* Selected excerpt:
┄┄┄┄┄┄┄┄┄┄┄┄┄┄┄┄┄┄┄┄
Gary responded to Samir's question:
> Characters <128 take one byte.
> Characters <2048 take two bytes.
> All others in the 64K normal range take three bytes each.
> There are provisions for characters above 2,097,152 to use three bytes, but
> normally unicode is only up to 64K. However when additional space is used,
> it still uses two bytes up to the 2,097,152 point.
Unicode (= UTF-16) is defined for the Unicode scalar range 0 .. 0x10FFFF.
Unicode scalar values in the range 0x10000..0x10FFFF (decimal 65,536..1,114,111)
require *four* bytes when expressed in UTF-8. (And also four bytes when
expressed as a surrogate pair for UTF-16, by the way.)
> Using Character Agent from Bjondi, we find that 2048 (hex 0800) is in the
> middle of the arabic characters.
Actually, that boundary is *above* all the Arabic characters, and also above
Syriac and Thaana.
> Below this are things like hebrew,
> armenian, cyrillic, greek, and some other misc stuff. All the asian sets are
> above this point.
If Samir's question is reinterpreted as "what are those languages which
require use of 3-byte UTF-8 forms?", then the answer is roughly:
Any language written using one of the Indic scripts (e.g. Hindu, Marathi,
Nepali, etc. using the Devanagari script, and so on); Sinhalese; Thai
and Lao; Tibetan and Dzongkha; Myanmar and any other language written
using the Myanmar script (e.g. Shan, Karen, etc.); Georgian; any
language using the Ethiopic script (e.g. Amharic, Tigré, etc.); Cherokee;
any language using Unified Canadian Aboriginal Syllabics (e.g. Cree,
Inuit, etc.); old Irish written in the Ogham script; old European
languages written with Runes; Khmer; any language written with the
Mongolian script (Mongolian, Manchu, Todo, etc.); Vietnamese and a
number of minority European languages (Livonian, Welsh, etc.) if
using Latin extended precomposed characters; polytonic Greek, if using
Greek extended precomposed characters; Japanese, Chinese, Korean, and Yi.
┄┄┄┄┄┄┄┄┄┄┄┄┄┄┄┄┄┄┄┄
[Excerpts of location labeling data]

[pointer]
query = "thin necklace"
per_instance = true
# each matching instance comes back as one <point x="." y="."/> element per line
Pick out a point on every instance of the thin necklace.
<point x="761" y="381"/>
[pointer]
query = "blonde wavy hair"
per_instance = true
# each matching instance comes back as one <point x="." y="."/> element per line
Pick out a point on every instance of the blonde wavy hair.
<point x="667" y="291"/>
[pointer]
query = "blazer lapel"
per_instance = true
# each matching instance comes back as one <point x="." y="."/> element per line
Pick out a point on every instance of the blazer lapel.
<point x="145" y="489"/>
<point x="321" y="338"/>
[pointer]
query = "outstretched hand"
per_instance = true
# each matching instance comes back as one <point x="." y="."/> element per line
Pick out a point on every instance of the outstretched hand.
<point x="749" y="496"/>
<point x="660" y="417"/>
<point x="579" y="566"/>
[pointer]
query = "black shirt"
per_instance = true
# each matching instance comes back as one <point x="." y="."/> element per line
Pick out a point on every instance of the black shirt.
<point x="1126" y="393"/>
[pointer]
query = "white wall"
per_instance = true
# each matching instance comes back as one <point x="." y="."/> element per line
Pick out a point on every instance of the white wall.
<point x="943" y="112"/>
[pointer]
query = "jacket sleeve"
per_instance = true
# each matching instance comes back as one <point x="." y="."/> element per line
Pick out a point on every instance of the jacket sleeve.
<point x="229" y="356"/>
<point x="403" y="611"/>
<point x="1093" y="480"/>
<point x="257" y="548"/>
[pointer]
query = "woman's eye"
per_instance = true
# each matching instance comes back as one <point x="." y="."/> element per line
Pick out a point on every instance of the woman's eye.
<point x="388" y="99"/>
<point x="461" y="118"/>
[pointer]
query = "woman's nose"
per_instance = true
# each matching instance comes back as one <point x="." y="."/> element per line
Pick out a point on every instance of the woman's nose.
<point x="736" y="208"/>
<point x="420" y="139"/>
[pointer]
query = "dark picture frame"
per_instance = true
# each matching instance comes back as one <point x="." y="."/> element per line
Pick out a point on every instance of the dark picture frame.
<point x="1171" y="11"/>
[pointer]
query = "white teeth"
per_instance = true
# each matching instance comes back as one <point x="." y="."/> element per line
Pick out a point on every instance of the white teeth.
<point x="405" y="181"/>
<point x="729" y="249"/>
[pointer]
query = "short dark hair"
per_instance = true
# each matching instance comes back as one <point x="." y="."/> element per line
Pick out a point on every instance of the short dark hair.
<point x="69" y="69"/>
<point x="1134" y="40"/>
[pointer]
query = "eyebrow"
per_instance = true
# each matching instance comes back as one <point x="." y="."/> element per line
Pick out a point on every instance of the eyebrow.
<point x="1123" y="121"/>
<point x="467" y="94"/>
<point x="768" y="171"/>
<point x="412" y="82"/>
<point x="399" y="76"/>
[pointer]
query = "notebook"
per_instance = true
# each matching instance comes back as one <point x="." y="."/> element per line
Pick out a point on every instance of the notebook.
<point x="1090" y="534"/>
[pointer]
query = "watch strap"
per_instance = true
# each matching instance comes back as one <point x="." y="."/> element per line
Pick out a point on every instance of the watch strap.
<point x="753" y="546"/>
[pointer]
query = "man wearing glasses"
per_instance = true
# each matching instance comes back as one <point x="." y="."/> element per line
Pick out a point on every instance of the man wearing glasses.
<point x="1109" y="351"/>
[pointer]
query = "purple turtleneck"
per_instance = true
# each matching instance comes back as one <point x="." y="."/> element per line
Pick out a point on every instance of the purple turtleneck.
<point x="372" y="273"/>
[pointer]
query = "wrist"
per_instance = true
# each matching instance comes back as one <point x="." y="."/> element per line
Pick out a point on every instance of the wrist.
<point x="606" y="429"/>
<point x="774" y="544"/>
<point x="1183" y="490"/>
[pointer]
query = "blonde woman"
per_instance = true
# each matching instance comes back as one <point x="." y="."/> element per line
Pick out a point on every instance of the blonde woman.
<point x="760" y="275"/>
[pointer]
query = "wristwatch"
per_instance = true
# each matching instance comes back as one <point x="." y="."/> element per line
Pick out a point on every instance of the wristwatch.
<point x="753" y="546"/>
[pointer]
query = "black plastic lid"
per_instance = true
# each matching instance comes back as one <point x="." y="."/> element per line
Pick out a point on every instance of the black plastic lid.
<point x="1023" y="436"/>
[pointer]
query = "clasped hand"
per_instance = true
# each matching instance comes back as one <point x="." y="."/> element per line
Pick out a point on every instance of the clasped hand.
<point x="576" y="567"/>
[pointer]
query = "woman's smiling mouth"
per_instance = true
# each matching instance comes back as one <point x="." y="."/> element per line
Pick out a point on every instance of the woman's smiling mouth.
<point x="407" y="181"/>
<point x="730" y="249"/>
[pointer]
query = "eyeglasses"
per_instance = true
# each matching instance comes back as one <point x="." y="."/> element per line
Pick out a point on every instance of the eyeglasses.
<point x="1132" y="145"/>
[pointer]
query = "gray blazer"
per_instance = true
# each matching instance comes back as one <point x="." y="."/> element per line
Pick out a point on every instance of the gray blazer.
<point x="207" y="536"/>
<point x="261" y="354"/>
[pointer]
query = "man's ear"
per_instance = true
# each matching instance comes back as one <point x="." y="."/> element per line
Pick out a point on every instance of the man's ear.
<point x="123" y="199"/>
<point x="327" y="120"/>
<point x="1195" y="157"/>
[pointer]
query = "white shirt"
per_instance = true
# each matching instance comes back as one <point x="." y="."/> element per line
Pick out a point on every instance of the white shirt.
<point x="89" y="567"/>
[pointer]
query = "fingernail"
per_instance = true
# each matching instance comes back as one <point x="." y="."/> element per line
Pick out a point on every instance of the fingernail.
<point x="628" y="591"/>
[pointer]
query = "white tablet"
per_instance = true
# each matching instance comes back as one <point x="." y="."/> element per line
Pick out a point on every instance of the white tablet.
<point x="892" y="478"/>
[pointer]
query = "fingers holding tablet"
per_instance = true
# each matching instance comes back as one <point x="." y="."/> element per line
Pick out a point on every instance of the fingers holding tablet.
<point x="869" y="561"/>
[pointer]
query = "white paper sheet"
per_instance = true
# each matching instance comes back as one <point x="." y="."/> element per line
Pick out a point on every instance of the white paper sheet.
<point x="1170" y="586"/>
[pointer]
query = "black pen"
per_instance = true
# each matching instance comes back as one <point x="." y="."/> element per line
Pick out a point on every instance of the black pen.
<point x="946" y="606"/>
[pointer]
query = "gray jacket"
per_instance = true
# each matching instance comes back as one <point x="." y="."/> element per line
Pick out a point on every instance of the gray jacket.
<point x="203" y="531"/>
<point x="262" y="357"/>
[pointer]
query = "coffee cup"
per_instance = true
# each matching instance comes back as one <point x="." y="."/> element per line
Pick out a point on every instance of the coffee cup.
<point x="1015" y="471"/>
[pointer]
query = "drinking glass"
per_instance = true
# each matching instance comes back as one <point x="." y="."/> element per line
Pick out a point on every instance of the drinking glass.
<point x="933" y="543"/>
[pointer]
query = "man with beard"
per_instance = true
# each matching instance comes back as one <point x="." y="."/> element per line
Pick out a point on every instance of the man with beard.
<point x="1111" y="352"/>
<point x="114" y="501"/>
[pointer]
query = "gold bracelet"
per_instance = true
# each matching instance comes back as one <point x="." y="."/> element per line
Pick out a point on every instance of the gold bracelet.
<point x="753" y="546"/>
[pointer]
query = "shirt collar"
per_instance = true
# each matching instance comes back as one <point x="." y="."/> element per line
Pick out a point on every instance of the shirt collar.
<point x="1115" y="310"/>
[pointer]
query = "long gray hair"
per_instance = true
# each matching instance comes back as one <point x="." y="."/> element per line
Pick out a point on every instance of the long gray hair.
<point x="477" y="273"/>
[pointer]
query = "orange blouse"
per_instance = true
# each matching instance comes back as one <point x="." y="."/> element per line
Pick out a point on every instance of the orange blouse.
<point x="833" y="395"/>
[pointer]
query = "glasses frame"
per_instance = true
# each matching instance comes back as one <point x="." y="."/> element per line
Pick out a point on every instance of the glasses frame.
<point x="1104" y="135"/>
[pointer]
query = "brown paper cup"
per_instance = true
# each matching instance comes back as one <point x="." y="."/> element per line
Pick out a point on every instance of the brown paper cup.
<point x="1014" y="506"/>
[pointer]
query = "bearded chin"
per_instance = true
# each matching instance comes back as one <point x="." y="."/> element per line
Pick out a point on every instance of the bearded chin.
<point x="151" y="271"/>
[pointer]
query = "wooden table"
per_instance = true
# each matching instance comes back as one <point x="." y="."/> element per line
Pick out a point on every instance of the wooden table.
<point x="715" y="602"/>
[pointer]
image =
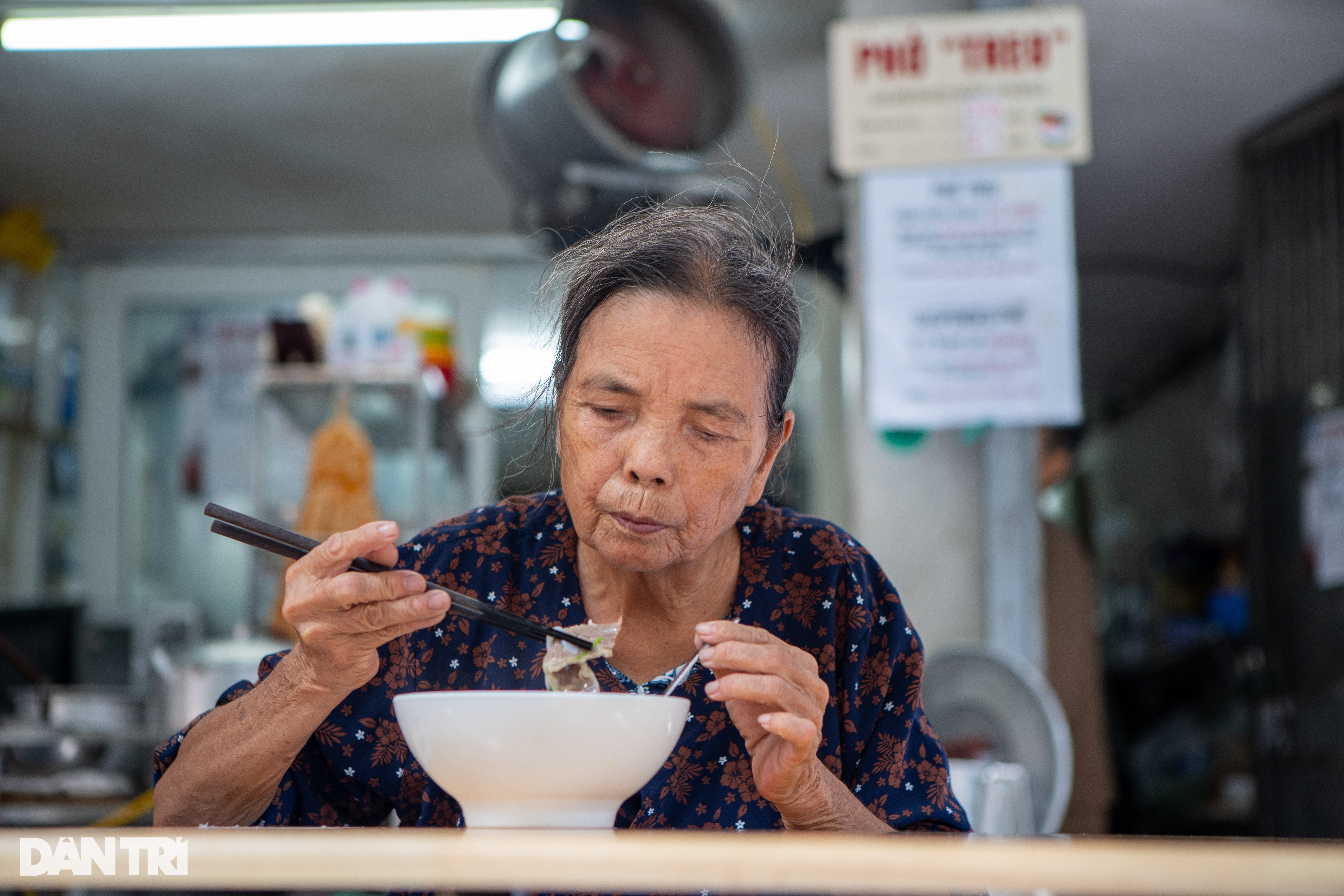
┄┄┄┄┄┄┄┄┄┄┄┄┄┄┄┄┄┄┄┄
* Set tasks:
(A) Please transcribe the UTF-8 thread above, everything from "Actually, that boundary" down to "above this point.".
(B) Answer these from the UTF-8 thread:
(i) What range of Unicode scalar values does the reply give as the range Unicode is defined for?
(ii) Besides Arabic, which two scripts does the reply place below the 2048 (hex 0800) boundary?
(iii) Which tool does the quoted message name for finding where 2048 falls?
(C) In the UTF-8 thread, explain why Vietnamese and Welsh are included among the languages that need 3-byte UTF-8 forms.

* Per-task answers:
(A)
Actually, that boundary is *above* all the Arabic characters, and also above
Syriac and Thaana.
> Below this are things like hebrew,
> armenian, cyrillic, greek, and some other misc stuff. All the asian sets are
> above this point.

(B)
(i) 0 .. 0x10FFFF.
(ii) Syriac and Thaana.
(iii) Character Agent from Bjondi.

(C) They are listed only on the condition that they use Latin extended precomposed characters. Vietnamese is named along with minority European languages such as Livonian and Welsh under that condition.